### EXTRACT
────────
He could say this because Our Lord, in delivering the parable of Dives and Lazarus, compared the rich and poor unfavorably, placing the poor man in “Abraham’s bosom,” while the rich man suffered the “anguish” and “torments” of Hell (cf. Lk. 16:19-26). Notably, Christ directed this parable to the Pharisees, whom Luke describes as “lovers of money” (16:14).
Once again, empirical data has proven St. James’s precept. Who are the richest in faith today? They are poor in Nigeria, at least according to the criteria set forth by the “World Values Survey.” A very robust 94 percent of Nigerian Catholics attend Mass weekly, if not more frequently.
How poor are the poor in Nigeria? According to Nigeria’s National Bureau of Statistics, 63 percent of the population lives in poverty, and, unlike U.S. Hispanics, the population is getting poorer. The Economist (Jan. 9) has the details: “Between 2015 and 2020 the average income per [Nigerian] person (adjusted for purchasing power) slid from $5,400 to $4,900 a year. The share of Nigerians living on less than $1.90 a day…increased to almost 40% in 2019.” And that was before the advent of COVID-19, which ushered in Nigeria’s deepest recession since the 1980s, as the country’s GDP suffered a 34.1 percent loss, and an additional 27 million people fell below the poverty line.
Is it merely a coincidence that where the economic situation is direst, Mass attendance is highest?
There is, of course, something else of great significance happening in Nigeria besides rampant poverty: Muslim persecution of Nigerian Christians.
According to the latest “World Watch List” released by Open Doors, a nonprofit organization that serves persecuted Christian populations around the world, violence against Christians is at its highest point in three decades. In sub-Saharan Africa, the group says, anti-Christian violence has reached “unprecedented intensity.” Nigeria is at the epicenter of the atrocities: 5,014 Christians were killed in Nigeria in 2022, nearly 90 percent of the total number of all Christians killed worldwide last year. In addition to the murders, millions of Nigerians have had to flee their homes to escape violence.
────────
### MATERIAL SUPPLIED
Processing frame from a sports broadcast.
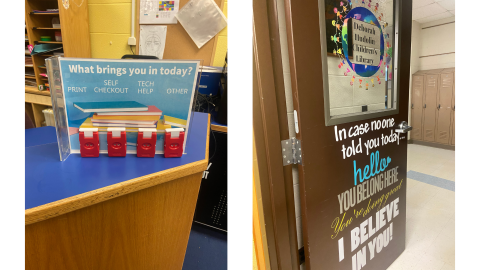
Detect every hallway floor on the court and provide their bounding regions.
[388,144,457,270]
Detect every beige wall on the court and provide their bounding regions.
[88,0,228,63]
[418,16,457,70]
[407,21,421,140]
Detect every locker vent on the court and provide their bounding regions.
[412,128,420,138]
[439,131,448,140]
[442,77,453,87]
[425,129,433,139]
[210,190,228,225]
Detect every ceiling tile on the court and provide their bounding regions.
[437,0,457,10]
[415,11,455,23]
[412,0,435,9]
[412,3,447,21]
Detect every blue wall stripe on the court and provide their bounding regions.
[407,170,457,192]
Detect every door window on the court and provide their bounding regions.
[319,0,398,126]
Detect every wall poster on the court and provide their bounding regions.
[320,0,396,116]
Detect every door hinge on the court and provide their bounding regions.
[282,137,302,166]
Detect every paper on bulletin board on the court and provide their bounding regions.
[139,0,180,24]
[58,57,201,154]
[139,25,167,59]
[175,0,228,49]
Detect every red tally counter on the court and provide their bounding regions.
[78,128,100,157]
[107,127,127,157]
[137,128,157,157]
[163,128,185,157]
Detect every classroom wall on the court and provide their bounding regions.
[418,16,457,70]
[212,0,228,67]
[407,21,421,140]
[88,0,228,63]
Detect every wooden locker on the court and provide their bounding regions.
────────
### ACTION ITEM A
Read the passage on faith and poverty in Nigeria and judge whether each statement agrees with it: (i) Christ directed the parable of Dives and Lazarus to the Pharisees; (ii) average income per Nigerian rose between 2015 and 2020; (iii) Open Doors reports that violence against Christians is at its highest point in three decades. Answer yes or no for each, and quote the deciding words.
### ACTION ITEM B
Answer these questions from the passage on faith and poverty in Nigeria, one per line:
(i) What share of Nigerian Catholics attend Mass weekly, if not more frequently?
(ii) According to Nigeria's National Bureau of Statistics, what percentage of the population lives in poverty?
(iii) How many Christians were killed in Nigeria in 2022?
### ACTION ITEM C
Pick up the passage on faith and poverty in Nigeria after its last sentence and continue it.

### RESPONSE A
(i) Yes: "Christ directed this parable to the Pharisees"
(ii) No: "slid from $5,400 to $4,900 a year"
(iii) Yes: "violence against Christians is at its highest point in three decades"

### RESPONSE B
(i) 94 percent
(ii) 63 percent
(iii) 5,014

### RESPONSE C
Needless to say, violence and economics alone don’t account for the high rate of Mass attendance in Nigeria. Peter Cardinal Okpaleke, bishop of the Nigerian Diocese of Ekwulobia, offered a more spiritual explanation. Nigerian society as a whole, in contradistinction to the rapidly secularizing West, has “a traditional worldview” that recognizes the presence of God in life and society, he said in an interview with Catholic News Agency (Feb. 14). Nigerians have not lost sight of how the spiritual world permeates this world. “There is a general awareness of the role of the divine in human life,” explained Cardinal Okpaleke. “It is this awareness that translates into Mass attendance for Catholics, who come to Mass to encounter Christ in the Eucharist.”
It is precisely this awareness that is being lost in wealthier nations, even among historically poor communities that are vying for a slice of the pie in wealthier nations. Economic striving, it seems, carries an inherent risk of religious forgetting.
If we take the opposing trajectories (both economic and religious) of U.S. Hispanic Catholics and Nigerian Catholics as our guide, we can glean a couple formulae:
- The greatest factors for maximizing religious commitment seem to be poverty and persecution.
- The greatest factors for minimizing religious commitment seem to be wealth and security.
As Newman said, we will have our master, whom we must serve; it is part of our human nature. So we must choose wisely.
Will you serve God or mammon?
Those of us who would avoid falling into the trap of forgetting God would do well to heed Christ’s instruction: “Do not lay up for yourselves treasures on earth, where moth and rust consume and where thieves break in and steal, but lay up for yourselves treasures in heaven, where neither moth nor rust consumes and where thieves do not break in and steal. For where your treasure is, there will your heart be also” (Mt. 6:19-21).